*TASK PROMPT*
Extract exactly and only the lines of the data below, starting at the line with "Task: Where can the tree" and stopping after the final line.

*DATA SHOWN*
• • • • •
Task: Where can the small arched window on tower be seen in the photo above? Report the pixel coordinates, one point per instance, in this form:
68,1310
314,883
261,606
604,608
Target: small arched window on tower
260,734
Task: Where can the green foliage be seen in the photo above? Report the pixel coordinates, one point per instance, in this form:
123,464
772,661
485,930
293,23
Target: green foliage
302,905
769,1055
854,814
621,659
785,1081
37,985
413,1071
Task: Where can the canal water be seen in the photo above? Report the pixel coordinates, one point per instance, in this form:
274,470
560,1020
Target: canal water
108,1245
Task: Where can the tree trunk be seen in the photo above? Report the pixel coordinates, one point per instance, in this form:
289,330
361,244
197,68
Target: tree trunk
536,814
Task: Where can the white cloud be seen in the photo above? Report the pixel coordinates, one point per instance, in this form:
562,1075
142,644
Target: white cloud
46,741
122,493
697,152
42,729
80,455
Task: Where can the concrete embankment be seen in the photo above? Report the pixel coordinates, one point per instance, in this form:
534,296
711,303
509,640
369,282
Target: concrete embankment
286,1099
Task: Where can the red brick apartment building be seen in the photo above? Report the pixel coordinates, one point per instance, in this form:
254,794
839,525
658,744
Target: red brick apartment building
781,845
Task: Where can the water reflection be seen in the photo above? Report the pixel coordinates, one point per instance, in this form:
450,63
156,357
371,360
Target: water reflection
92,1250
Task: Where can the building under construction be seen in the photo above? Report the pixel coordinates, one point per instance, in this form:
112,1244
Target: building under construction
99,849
• • • • •
*WORKED ANSWER*
Task: Where can the tree trunk be seen in the photo above? Report the pixel coordinates, one point per instance, in this form:
289,330
361,244
197,68
Target: tree trunk
536,814
Task: Where can the white cloud be seen in the photo above? Report the pixel coordinates, one point per instance, in this form:
562,1075
142,644
Target: white cloud
46,741
122,493
697,152
42,729
80,455
Task: Where can the concrete embankment be seen in the photo above? Report the pixel coordinates, one point per instance, in this form:
534,296
711,303
509,640
369,282
Target: concrete embankment
286,1099
Task: Where can the red brick apartment building be seen in the photo above? Report the pixel coordinates, one point per instance, in this form:
254,794
839,525
658,744
Target: red brick apartment building
781,845
Task: Where can the water reflection be seen in the photo above? Report the pixel coordinates, one point per instance, in this form:
450,63
156,357
371,360
Target: water reflection
92,1250
Task: Where can the building under construction be seen in the photo above? Report the pixel coordinates, one point per instance, in this form:
112,1244
Target: building under construction
99,849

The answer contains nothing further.